▸ EXERCISE TASK:
Render every line of the records below as a Markdown table with the columns Row and Line Text, numbering the rows in order and skipping blank lines. Leave the pictures out of the answer.

▸ EXTRACTED MATERIAL:
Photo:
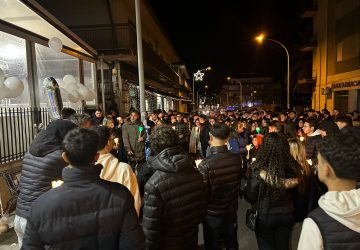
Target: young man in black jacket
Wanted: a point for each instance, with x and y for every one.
(221, 172)
(85, 212)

▸ RIGHT ANSWER:
| Row | Line Text |
|---|---|
| 1 | Photo: |
| 2 | Target: young man in black jacket |
| 3 | Wanted: a point for each instance, with x and y for every one. |
| 4 | (221, 172) |
| 5 | (85, 212) |